--- Passage for review ---
July 3, 2014 by History in a Hurry
An old column from Charles Hugh Smith that is worth re-reading. Happy July 4th!
The Next American Revolution
by Charles Hugh Smith
Some July 4th thoughts on revolution as a process rather than an event.
The next American Revolution will not be an event, it will be a process. We naturally turn to the past for templates of the future, but history has a way of remaining remarkably unpredictable. Indeed, all the conventional long-range forecasts made in 1900, 1928, 1958, 1988 and 2000 missed virtually every key development–not just in the distant future, but just a few years out.
The point is that extrapolating the present into the future fails to capture sea changes and developments that completely disrupt the supposedly unchanging, permanent Status Quo. The idea that the next revolution will take a new form does not occur to conventional forecasters, who readily assume the next transition will follow past critical junctures: armed insurrection against the central authority (The first American Revolution, 1781), civil war (1861) or global war (1941).
I submit that the next American Revolution circa 2021-23 will not repeat or even echo these past transitions. What seems likely to me is the entire project of centralization that characterized the era 1941-2013 will slip into irrelevance as centralization increasingly yields diminishing returns.

--- Using the information ---
1 - Do the following statements agree with the essay on the next American Revolution? For each, answer yes or no and quote the words of the essay that decide it. (a) The essay calls the next American Revolution an event rather than a process. (b) Civil war in 1861 is named among the past transitions. (c) The next revolution is placed around 2021-23.
2 - Continue the essay on the next American Revolution, starting after its final sentence.

--- Region pointing data ---
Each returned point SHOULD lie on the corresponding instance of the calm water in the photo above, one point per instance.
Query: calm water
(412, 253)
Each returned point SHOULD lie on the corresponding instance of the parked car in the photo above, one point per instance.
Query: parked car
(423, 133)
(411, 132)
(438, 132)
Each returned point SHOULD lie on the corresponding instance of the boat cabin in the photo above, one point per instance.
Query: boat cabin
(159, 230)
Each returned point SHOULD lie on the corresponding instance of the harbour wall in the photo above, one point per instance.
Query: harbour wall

--- Response list ---
1 -
(a) No: "The next American Revolution will not be an event, it will be a process."
(b) Yes: "civil war (1861)"
(c) Yes: "the next American Revolution circa 2021-23"

2 -
Everything centralized, from the Federal Reserve to the Too Big To Fail Banks to Medicare to the National Security State depends on the Federal government being a Savior State that must ceaselessly expand its share of the national income and its raw power lest it implode. All Savior States have one, and only one trajectory– they must ceaselessly expand and concentrate wealth and power or they will fail.
They are like the shark, which dies once it stops moving forward: the Savior State must push forward on its trajectory of expansion or it expires.
Stasis is not possible, nor is contraction; the promises made to the citizenry cannot be withdrawn without political instability, but the promises cannot be kept without fatally disrupting the neofeudal financialized debtocracy.